**PROBLEM**
Copy out all the lines of the data precisely, omitting any pictures.

RECORDS FOR THIS EXERCISE Start Marker

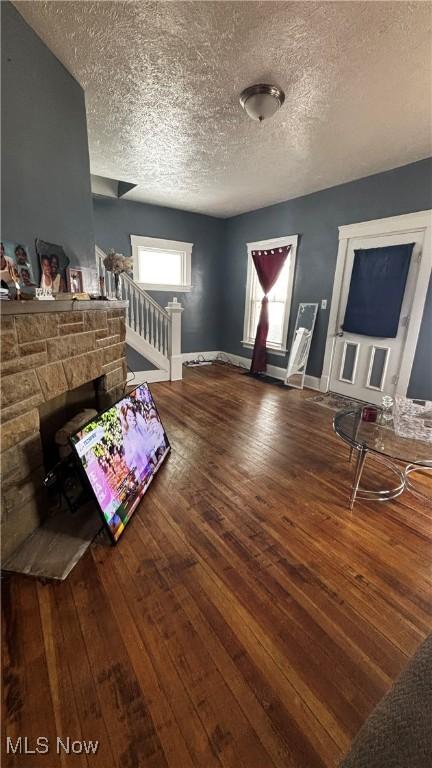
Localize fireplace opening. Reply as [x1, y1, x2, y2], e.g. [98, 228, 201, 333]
[38, 377, 103, 471]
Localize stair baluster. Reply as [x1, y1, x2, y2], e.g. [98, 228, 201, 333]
[150, 305, 155, 347]
[145, 299, 150, 342]
[130, 284, 135, 331]
[140, 291, 144, 337]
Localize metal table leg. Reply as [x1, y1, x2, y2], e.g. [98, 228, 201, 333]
[347, 450, 406, 508]
[404, 464, 432, 504]
[349, 447, 367, 510]
[348, 412, 362, 465]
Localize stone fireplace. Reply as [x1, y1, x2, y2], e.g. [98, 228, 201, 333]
[1, 300, 128, 560]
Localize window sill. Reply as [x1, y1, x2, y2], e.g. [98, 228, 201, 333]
[138, 283, 192, 293]
[241, 340, 288, 357]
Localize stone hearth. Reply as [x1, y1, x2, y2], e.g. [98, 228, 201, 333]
[1, 300, 128, 560]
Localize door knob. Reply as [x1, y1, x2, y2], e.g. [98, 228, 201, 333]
[337, 330, 344, 337]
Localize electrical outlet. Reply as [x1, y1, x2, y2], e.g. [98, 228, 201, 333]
[321, 299, 327, 310]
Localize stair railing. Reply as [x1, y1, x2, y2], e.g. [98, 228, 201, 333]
[96, 246, 183, 379]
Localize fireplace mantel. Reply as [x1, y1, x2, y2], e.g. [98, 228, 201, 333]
[1, 302, 128, 560]
[1, 299, 128, 315]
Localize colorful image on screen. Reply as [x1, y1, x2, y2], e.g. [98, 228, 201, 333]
[70, 384, 170, 541]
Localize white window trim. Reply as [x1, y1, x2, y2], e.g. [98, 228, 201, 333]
[130, 235, 193, 292]
[242, 234, 298, 355]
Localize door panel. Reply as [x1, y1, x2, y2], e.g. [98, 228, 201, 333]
[367, 345, 390, 391]
[339, 341, 359, 383]
[330, 230, 424, 404]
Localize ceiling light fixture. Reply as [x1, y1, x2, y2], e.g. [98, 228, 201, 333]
[239, 83, 285, 122]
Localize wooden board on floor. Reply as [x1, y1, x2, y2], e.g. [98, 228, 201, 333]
[2, 502, 103, 581]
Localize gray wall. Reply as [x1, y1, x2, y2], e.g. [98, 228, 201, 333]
[1, 2, 95, 274]
[93, 197, 225, 354]
[410, 274, 432, 400]
[4, 2, 428, 396]
[126, 346, 157, 373]
[223, 158, 432, 399]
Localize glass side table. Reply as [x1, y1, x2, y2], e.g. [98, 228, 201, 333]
[333, 407, 432, 509]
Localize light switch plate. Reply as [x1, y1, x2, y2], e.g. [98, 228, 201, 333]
[321, 299, 327, 310]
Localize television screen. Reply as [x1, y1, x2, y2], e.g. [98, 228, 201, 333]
[70, 383, 170, 542]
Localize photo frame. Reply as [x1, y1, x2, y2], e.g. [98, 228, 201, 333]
[67, 267, 84, 294]
[1, 241, 36, 288]
[80, 267, 99, 295]
[35, 239, 69, 294]
[67, 266, 99, 295]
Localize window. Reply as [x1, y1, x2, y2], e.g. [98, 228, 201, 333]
[130, 235, 193, 291]
[242, 235, 298, 355]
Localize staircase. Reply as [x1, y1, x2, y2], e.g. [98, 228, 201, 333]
[96, 246, 183, 382]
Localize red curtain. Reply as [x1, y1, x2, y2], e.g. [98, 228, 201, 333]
[250, 245, 291, 373]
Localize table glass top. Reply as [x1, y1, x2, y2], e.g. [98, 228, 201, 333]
[333, 408, 432, 467]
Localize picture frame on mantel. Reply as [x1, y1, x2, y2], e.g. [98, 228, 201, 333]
[67, 267, 84, 294]
[36, 239, 69, 293]
[81, 267, 99, 295]
[1, 240, 36, 289]
[67, 266, 99, 295]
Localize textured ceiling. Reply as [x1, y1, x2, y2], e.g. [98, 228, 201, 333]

RECORDS FOR THIS EXERCISE End Marker

**SOLUTION TO THIS PROBLEM**
Localize fireplace opening. Reply as [x1, y1, x2, y2], e.g. [98, 228, 201, 333]
[38, 377, 103, 471]
Localize stair baluster. Reply as [x1, y1, x2, y2], e.g. [98, 228, 201, 333]
[150, 305, 155, 347]
[145, 299, 150, 342]
[130, 284, 135, 331]
[140, 291, 144, 337]
Localize metal table leg. Reply as [x1, y1, x2, y2], e.g. [98, 228, 201, 333]
[347, 450, 406, 508]
[404, 464, 432, 504]
[349, 447, 367, 510]
[348, 412, 362, 465]
Localize stone fireplace. Reply as [x1, y1, x2, y2], e.g. [98, 228, 201, 333]
[1, 300, 128, 560]
Localize window sill. Reply as [x1, y1, x2, y2], e.g. [98, 228, 201, 333]
[138, 283, 192, 293]
[241, 340, 288, 357]
Localize stone hearth. Reply as [x1, y1, x2, y2], e.g. [98, 228, 201, 333]
[1, 300, 128, 560]
Localize door knob. Reply as [x1, y1, x2, y2], e.g. [98, 228, 201, 333]
[337, 330, 344, 337]
Localize electrical outlet. Reply as [x1, y1, x2, y2], e.g. [98, 228, 201, 333]
[321, 299, 327, 310]
Localize stair railing. Reply as [x1, y1, x2, y2], e.g. [98, 228, 201, 333]
[96, 246, 183, 379]
Localize fireplace mantel. Reply as [x1, y1, x2, y2], e.g. [98, 228, 201, 333]
[1, 302, 128, 560]
[1, 299, 128, 315]
Localize colorful image on screen. Reply as [x1, y1, x2, y2], e.g. [98, 228, 201, 333]
[70, 384, 170, 541]
Localize white window trim. Reply as [x1, y1, x2, y2], e.g. [98, 228, 201, 333]
[130, 235, 193, 292]
[242, 234, 298, 355]
Localize door panel. Reply as [x1, y1, x2, y2], e.g. [98, 228, 201, 333]
[367, 345, 390, 391]
[339, 341, 359, 383]
[330, 230, 424, 404]
Localize ceiling light fixture. Reply as [x1, y1, x2, y2], e.g. [98, 228, 201, 333]
[239, 83, 285, 122]
Localize wooden board on floor. Reply as [x1, y1, x2, y2], e.g. [98, 228, 201, 333]
[2, 502, 103, 581]
Localize gray wall. Reply as [x1, y1, x2, y2], e.g. [98, 228, 201, 333]
[1, 2, 95, 274]
[93, 197, 225, 354]
[410, 274, 432, 400]
[4, 2, 428, 396]
[126, 346, 157, 373]
[223, 158, 432, 399]
Localize glass side table. Reply as [x1, y1, x2, y2], e.g. [98, 228, 201, 333]
[333, 407, 432, 509]
Localize light switch plate. Reply as [x1, y1, x2, y2], e.g. [98, 228, 201, 333]
[321, 299, 327, 310]
Localize television screen. Reply as [x1, y1, x2, y2], e.g. [98, 228, 201, 333]
[70, 383, 170, 542]
Localize photo frame. Reply as [x1, y1, x2, y2], e.g. [98, 228, 201, 333]
[67, 267, 84, 294]
[1, 241, 36, 288]
[80, 267, 99, 295]
[35, 239, 69, 294]
[67, 266, 99, 295]
Localize window. Reply as [x1, y1, x2, y2], e.g. [98, 228, 201, 333]
[130, 235, 193, 291]
[242, 235, 298, 355]
Localize staircase. Reply as [x1, y1, x2, y2], e.g. [98, 228, 201, 333]
[96, 246, 183, 382]
Localize red curtain. Reply as [x1, y1, x2, y2], e.g. [98, 228, 201, 333]
[250, 245, 291, 373]
Localize table glass top. Reply as [x1, y1, x2, y2], e.g. [98, 228, 201, 333]
[333, 408, 432, 467]
Localize picture frame on mantel. Reply as [x1, y1, x2, y2], e.g. [98, 228, 201, 333]
[67, 267, 84, 294]
[36, 239, 69, 293]
[81, 267, 99, 295]
[1, 240, 36, 289]
[67, 266, 99, 295]
Localize textured ceiling. Reply as [x1, y1, x2, y2], e.g. [98, 228, 201, 333]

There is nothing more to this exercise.